*ESTRATTO*:

————————

Tra i giallissimi larici della Val Gardena
Ieri è stata una giornata da incorniciare: un paesaggio meravigliosamente colorato e un tempo favoloso. Che si può volere di più da un’escursione fotografica in montagna? Vi racconto tutta la giornata con l’ausilio dei miei scatti. Si parte!
Sono le 7.30 quando passo nei pressi di Moena e scorgo sulla mia sinistra l’alba che arriva sulle cime della Roda di Vael.
Il cielo è una distesa azzurra senza soluzione di continuità. Viaggio spedito verso la Val Gardena: mi attendono gli allievi del photoshooting di oggi, organizzato come sempre da Madeinthealps. La domanda che mi frulla per la testa da quando mi sono alzato (e cioè se il foliage dei larici sia già iniziato) trova risposta proprio davanti al panettiere dove mi son fermato a comprare il pane fresco per oggi. Là sopra, oltre i 2000 metri, vedo i larici ingialliti. Dovrà per forza essere così anche in Val Gardena.

————————

*ISTRUZIONI*: Per favore indica se ciascuna affermazione concorda con l'estratto, rispondendo sì o no e citando alla lettera le parole dell'estratto che lo stabiliscono. (a) Chi scrive vede l'alba sulle cime della Roda di Vael mentre passa vicino a Moena. (b) Quella mattina il cielo era coperto di nuvole. (c) I larici ingialliti si trovano sotto i 2000 metri. Il materiale proviene da un'altra fonte.

Voci tratte da una raccolta:

————————

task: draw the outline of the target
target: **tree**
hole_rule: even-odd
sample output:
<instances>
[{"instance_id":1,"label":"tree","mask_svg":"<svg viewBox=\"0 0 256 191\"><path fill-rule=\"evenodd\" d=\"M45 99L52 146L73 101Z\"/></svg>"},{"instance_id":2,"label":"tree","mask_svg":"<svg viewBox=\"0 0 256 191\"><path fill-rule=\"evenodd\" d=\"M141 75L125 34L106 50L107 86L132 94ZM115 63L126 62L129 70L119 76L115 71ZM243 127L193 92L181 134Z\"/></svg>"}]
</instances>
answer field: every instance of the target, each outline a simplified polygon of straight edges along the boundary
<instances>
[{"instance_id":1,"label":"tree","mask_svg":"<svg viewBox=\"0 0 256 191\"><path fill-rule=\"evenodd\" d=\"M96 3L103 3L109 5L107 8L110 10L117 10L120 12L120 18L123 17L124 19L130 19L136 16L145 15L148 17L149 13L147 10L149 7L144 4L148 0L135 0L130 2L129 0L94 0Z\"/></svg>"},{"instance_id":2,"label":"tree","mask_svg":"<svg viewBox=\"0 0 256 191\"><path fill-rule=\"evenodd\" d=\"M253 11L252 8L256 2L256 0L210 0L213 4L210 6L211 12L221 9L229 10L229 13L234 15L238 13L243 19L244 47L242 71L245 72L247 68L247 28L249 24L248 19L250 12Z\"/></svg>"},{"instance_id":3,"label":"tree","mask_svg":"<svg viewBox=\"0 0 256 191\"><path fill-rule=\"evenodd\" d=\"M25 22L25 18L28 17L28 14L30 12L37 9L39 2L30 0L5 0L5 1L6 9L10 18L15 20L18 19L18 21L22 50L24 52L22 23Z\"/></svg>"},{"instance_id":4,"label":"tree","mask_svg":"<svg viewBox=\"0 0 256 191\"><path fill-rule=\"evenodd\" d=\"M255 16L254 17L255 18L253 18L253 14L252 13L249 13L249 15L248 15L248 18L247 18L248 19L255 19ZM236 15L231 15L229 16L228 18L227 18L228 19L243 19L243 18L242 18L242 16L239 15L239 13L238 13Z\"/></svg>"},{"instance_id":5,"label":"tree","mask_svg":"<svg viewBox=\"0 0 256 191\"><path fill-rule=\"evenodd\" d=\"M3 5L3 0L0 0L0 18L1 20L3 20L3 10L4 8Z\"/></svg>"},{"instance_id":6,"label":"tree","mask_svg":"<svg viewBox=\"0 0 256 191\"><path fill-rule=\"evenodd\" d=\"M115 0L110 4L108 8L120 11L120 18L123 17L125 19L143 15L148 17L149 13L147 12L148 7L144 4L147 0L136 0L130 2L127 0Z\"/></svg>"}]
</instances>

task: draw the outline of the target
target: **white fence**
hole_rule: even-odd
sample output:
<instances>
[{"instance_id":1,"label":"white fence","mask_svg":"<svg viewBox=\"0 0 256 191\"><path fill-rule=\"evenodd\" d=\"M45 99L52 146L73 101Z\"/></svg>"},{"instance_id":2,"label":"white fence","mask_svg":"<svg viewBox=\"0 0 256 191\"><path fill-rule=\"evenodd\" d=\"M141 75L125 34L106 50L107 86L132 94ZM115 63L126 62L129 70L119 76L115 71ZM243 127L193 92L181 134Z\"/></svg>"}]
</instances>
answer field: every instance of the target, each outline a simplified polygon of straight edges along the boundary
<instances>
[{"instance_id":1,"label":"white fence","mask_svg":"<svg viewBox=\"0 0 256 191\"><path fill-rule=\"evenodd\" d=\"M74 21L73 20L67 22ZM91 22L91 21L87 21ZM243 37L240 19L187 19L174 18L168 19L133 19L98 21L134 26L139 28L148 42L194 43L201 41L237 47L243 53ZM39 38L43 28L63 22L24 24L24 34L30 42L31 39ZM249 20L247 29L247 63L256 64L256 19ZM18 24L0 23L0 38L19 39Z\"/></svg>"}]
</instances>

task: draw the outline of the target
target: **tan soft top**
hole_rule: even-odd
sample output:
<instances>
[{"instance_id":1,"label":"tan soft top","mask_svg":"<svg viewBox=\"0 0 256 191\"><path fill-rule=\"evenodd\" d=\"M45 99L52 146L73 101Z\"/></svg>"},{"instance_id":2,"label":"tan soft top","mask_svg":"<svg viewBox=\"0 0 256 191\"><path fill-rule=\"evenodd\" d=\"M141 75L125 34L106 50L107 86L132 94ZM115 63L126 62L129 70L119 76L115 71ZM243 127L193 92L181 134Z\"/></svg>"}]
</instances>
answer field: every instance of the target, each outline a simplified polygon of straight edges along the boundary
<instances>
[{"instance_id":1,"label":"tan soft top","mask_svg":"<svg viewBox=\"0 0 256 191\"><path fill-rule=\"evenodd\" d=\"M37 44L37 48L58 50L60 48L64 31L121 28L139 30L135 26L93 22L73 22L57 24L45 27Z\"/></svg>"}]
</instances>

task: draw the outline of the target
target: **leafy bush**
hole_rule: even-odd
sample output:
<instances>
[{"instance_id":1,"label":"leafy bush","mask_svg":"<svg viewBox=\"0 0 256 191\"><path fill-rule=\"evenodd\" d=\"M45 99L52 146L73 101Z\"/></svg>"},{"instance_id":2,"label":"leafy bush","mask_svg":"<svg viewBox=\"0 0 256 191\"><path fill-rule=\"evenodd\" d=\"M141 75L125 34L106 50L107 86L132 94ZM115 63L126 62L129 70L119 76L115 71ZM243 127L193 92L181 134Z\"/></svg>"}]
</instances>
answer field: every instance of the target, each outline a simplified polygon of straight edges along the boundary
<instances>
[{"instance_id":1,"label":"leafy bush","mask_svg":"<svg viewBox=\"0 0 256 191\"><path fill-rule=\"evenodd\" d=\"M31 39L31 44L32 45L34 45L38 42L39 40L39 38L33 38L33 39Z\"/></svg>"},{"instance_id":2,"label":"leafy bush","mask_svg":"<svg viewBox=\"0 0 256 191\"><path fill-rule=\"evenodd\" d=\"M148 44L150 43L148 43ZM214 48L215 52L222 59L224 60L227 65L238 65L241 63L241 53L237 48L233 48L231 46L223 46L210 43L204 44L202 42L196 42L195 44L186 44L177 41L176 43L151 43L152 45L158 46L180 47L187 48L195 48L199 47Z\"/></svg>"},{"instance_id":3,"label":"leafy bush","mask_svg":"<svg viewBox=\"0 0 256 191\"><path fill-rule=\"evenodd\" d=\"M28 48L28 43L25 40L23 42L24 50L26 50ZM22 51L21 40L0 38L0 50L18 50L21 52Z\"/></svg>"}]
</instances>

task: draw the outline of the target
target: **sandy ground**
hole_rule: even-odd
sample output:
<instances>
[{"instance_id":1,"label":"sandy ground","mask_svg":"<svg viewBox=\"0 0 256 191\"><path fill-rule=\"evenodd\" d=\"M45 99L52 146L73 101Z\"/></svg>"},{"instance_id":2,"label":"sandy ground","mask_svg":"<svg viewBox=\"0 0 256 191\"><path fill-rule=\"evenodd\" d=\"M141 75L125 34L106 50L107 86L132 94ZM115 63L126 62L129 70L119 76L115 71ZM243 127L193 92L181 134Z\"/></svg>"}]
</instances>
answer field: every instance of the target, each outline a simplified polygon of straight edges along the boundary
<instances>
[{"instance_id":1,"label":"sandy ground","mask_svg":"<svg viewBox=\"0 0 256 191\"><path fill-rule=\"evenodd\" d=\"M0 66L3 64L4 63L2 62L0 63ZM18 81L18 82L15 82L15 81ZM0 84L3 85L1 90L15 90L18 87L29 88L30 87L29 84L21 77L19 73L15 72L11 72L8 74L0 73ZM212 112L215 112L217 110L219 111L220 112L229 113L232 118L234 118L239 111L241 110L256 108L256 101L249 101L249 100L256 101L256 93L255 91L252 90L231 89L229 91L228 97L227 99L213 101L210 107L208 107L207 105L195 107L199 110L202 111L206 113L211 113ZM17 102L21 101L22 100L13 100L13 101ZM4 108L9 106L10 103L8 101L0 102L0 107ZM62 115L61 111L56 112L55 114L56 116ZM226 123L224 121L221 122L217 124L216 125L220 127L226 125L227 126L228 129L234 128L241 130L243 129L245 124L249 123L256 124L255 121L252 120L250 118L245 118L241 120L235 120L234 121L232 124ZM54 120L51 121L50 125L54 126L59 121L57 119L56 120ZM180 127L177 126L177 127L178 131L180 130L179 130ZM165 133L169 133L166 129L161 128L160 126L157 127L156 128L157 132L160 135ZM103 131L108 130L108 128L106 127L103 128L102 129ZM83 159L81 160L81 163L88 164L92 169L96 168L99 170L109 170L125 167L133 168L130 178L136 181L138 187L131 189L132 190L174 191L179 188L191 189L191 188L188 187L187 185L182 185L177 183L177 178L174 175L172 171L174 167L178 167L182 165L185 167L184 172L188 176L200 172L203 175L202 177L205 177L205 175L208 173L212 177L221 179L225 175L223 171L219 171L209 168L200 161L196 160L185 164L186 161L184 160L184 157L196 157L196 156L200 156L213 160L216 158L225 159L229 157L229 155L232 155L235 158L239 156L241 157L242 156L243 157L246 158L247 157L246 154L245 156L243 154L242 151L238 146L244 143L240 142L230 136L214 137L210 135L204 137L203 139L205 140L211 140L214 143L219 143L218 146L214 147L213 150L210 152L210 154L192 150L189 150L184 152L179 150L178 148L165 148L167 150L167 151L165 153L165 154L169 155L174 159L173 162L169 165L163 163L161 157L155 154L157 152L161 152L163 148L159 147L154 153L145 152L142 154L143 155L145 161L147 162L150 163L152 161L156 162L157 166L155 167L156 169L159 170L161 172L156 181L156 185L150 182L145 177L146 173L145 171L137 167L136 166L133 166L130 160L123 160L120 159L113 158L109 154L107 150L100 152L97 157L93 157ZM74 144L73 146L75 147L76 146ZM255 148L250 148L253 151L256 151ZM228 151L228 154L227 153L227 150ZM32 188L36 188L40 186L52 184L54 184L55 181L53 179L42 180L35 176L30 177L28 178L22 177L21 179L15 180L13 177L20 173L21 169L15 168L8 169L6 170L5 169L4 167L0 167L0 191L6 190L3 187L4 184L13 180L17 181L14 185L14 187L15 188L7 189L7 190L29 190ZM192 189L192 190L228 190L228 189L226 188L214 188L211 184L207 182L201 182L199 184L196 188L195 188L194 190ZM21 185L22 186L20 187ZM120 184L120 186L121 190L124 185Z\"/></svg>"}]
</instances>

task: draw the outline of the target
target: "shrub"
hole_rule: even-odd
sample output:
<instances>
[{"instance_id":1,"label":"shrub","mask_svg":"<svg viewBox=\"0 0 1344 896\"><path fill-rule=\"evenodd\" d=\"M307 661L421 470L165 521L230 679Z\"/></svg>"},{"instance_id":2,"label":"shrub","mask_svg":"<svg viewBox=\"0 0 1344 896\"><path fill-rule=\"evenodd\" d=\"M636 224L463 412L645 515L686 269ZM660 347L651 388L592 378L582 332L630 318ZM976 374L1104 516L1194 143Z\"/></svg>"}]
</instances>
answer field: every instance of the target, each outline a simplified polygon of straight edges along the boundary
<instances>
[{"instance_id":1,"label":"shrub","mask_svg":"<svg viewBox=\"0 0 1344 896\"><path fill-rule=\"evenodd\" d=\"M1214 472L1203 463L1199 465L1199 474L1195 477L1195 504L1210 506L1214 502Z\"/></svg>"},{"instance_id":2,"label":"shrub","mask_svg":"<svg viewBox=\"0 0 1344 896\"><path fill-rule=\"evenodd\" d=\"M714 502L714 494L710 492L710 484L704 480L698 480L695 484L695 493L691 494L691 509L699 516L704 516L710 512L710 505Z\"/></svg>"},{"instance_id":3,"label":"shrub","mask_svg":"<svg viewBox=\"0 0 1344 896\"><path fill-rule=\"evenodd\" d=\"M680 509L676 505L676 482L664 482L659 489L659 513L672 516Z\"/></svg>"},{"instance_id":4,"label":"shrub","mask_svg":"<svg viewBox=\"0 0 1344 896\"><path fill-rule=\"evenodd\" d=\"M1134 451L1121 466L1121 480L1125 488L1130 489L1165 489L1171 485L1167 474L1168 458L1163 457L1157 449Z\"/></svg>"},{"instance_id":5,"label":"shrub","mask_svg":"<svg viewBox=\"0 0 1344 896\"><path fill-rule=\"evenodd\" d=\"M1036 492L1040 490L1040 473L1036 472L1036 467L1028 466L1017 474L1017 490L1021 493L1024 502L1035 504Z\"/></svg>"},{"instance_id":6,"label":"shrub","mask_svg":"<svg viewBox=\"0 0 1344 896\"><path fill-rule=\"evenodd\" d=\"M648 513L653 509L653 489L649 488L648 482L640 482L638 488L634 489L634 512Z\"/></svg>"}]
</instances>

————————

*SOLUZIONE*:
(a) Sì: «Sono le 7.30 quando passo nei pressi di Moena e scorgo sulla mia sinistra l’alba che arriva sulle cime della Roda di Vael.»
(b) No: «Il cielo è una distesa azzurra senza soluzione di continuità.»
(c) No: «Là sopra, oltre i 2000 metri, vedo i larici ingialliti.»